▼▼▼
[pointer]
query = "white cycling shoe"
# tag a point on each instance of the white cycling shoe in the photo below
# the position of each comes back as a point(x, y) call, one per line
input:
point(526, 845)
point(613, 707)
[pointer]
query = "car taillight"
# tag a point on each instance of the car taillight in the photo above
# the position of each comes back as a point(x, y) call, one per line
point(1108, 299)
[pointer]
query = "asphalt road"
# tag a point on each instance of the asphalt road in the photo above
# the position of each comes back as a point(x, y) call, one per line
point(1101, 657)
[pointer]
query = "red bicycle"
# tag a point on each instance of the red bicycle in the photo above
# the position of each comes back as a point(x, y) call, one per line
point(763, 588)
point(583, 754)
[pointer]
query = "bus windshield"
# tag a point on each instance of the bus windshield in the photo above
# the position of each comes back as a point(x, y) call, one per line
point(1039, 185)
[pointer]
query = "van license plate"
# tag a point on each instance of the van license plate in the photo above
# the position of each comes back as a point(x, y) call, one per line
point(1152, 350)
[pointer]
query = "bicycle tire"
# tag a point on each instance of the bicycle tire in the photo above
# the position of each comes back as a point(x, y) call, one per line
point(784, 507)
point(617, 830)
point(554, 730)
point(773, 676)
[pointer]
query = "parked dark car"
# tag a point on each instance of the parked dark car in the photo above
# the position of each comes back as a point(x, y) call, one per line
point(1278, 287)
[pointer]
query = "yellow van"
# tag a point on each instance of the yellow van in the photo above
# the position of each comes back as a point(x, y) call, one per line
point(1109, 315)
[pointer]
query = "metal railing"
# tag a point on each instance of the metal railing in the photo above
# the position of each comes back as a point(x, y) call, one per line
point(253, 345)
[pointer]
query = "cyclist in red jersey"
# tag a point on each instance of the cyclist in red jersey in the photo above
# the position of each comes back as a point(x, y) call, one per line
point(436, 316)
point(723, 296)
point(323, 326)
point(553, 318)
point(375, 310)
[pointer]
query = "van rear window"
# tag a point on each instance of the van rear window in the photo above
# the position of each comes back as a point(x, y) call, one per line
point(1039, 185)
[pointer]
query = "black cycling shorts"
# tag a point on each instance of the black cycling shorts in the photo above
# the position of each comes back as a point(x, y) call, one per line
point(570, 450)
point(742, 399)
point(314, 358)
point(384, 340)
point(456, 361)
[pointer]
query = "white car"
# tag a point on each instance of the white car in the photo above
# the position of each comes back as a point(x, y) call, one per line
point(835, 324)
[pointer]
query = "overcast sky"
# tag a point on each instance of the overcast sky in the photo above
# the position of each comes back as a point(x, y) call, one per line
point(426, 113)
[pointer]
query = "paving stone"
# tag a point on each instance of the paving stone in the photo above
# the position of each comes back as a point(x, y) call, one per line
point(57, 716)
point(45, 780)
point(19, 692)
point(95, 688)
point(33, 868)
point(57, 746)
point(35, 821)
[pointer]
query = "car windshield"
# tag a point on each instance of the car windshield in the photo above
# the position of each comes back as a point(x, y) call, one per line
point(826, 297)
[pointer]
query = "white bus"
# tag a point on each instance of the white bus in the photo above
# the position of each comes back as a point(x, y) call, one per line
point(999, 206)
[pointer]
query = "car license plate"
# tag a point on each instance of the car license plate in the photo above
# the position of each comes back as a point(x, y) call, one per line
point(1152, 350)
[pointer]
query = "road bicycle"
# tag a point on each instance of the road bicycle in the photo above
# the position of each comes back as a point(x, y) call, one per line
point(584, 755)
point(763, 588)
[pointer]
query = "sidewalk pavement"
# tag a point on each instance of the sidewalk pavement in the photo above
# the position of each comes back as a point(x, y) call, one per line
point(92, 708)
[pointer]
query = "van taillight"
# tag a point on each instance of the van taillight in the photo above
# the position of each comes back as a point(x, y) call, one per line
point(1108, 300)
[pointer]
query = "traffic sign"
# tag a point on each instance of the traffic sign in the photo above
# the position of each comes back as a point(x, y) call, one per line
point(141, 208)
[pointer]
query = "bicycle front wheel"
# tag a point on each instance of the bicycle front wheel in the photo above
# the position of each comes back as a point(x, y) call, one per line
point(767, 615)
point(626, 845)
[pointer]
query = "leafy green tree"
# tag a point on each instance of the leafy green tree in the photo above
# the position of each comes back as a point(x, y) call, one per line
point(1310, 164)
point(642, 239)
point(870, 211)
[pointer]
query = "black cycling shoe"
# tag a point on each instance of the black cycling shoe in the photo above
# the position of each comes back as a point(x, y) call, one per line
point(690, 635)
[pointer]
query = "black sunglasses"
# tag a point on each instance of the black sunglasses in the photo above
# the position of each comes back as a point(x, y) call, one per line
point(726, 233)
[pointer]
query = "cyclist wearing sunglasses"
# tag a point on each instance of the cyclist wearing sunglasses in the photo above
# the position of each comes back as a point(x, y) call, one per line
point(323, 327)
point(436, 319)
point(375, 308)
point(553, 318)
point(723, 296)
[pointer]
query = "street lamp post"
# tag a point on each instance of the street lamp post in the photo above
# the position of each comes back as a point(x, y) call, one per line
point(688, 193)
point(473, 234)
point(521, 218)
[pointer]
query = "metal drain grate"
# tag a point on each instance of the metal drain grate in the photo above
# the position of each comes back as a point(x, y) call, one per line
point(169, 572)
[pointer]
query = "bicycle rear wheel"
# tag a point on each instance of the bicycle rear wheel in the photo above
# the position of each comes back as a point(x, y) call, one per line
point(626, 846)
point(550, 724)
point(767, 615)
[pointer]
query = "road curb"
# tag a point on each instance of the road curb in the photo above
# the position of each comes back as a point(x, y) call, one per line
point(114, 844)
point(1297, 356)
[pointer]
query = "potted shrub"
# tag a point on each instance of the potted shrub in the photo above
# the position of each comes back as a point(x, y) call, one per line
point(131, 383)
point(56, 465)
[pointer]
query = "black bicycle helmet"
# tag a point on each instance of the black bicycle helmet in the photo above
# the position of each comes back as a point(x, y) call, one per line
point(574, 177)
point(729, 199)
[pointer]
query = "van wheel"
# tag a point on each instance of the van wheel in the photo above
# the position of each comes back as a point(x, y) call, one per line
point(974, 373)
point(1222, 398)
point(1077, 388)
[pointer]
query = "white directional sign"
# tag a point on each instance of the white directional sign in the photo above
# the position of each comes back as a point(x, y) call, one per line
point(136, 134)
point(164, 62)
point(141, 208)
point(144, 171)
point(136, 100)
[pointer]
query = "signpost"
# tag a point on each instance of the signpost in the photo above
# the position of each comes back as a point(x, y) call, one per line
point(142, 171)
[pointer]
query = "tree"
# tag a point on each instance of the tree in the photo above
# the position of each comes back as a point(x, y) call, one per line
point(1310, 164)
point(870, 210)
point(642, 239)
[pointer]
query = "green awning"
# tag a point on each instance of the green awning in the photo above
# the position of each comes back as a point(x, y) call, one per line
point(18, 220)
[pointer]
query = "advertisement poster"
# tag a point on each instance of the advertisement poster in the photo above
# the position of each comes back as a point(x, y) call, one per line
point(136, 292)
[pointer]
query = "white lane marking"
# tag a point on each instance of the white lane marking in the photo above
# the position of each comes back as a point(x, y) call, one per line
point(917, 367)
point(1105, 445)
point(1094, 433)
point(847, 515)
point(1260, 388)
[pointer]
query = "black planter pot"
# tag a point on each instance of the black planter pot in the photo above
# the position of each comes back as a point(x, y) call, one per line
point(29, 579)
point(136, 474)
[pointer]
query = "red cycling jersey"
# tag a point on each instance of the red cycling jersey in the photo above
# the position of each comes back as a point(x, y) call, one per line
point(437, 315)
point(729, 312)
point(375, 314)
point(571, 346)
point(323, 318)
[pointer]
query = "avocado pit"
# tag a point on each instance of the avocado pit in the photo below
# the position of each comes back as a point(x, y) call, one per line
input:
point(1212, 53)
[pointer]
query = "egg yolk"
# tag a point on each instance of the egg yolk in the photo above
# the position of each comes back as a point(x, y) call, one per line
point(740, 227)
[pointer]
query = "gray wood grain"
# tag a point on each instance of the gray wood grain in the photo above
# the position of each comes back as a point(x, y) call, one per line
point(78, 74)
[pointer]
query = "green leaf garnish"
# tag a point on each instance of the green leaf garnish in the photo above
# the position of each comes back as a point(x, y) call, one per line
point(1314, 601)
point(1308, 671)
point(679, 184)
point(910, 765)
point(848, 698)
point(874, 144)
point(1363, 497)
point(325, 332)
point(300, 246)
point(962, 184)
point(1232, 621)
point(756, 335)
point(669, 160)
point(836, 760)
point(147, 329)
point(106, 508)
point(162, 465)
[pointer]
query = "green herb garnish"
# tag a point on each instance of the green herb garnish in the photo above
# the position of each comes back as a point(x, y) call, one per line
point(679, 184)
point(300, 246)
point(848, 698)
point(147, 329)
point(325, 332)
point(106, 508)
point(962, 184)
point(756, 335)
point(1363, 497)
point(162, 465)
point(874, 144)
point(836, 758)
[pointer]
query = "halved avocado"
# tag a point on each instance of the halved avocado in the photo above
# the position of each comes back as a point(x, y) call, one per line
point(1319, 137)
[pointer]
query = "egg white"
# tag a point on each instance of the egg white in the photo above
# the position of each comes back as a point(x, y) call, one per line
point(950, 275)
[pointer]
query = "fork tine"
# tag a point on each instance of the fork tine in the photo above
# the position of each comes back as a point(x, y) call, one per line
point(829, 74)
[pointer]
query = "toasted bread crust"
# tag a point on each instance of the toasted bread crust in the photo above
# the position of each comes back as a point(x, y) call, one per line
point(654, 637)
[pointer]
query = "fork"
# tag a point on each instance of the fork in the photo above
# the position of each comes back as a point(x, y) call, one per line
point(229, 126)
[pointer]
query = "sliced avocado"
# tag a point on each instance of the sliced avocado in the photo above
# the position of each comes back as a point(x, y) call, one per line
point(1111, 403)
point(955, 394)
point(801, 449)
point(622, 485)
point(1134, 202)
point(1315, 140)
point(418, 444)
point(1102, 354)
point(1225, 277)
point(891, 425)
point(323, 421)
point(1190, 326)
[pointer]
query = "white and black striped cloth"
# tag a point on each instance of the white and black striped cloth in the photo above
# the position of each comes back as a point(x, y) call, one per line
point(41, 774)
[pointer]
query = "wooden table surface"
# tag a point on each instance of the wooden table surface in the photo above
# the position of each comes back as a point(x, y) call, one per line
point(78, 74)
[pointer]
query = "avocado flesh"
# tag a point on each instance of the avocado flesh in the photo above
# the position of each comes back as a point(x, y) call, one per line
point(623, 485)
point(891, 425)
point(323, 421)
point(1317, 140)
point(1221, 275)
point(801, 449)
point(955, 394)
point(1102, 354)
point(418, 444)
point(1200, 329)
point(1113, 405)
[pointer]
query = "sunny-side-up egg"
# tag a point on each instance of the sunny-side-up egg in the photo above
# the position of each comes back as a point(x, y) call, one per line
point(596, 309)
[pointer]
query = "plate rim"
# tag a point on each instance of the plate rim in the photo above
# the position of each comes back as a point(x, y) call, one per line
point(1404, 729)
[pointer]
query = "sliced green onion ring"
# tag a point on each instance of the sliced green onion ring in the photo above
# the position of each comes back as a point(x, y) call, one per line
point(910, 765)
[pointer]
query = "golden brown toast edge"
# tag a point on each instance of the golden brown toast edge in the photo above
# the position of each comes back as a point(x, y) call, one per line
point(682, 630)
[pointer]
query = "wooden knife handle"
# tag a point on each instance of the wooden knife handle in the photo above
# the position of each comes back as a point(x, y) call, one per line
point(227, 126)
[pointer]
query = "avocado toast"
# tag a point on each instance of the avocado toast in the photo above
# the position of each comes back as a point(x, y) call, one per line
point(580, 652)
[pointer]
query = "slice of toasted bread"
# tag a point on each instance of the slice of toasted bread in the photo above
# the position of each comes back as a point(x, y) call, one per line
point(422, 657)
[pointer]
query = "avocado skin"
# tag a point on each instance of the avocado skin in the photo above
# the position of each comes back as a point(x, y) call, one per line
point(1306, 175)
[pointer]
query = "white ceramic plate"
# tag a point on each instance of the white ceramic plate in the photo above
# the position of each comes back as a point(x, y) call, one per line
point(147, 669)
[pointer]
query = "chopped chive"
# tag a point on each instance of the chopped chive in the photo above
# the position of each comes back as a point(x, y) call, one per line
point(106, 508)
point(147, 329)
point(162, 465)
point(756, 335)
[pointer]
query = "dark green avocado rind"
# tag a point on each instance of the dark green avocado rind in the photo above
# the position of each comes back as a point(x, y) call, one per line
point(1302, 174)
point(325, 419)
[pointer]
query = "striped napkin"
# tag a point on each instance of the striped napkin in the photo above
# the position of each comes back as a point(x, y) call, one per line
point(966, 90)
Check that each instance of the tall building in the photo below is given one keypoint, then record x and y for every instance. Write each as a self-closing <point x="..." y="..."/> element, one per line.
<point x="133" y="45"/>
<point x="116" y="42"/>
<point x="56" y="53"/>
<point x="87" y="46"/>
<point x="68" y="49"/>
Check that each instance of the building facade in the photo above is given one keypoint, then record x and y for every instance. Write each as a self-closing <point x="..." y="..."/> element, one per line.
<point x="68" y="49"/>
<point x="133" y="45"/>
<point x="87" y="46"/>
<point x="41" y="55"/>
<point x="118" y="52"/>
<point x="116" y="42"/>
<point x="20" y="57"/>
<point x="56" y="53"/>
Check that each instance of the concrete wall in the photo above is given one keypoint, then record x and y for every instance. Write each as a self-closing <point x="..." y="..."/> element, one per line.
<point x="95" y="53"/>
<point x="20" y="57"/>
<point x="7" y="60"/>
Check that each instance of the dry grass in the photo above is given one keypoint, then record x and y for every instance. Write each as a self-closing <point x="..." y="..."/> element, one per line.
▲▲▲
For this exercise, please retype exactly the lines in the listing from the line with "Check that each instance of the building" through its last line, both ends included.

Check that each instance of the building facade in the photo above is given one keypoint, then record x and y for every instance. Write each as a self-closing <point x="..." y="..."/> element, one per line.
<point x="68" y="49"/>
<point x="133" y="45"/>
<point x="87" y="46"/>
<point x="41" y="55"/>
<point x="118" y="52"/>
<point x="116" y="42"/>
<point x="20" y="57"/>
<point x="56" y="53"/>
Check that each instance of the concrete wall in the photo above is given one keypoint, then record x and y for every instance. Write each as a self-closing <point x="..." y="..."/> element, one per line.
<point x="95" y="53"/>
<point x="20" y="57"/>
<point x="7" y="60"/>
Check that each instance of the dry grass in the photo above is given one keypoint, then record x and y for every instance. Write each as a self-closing <point x="..." y="..."/> element, one per line.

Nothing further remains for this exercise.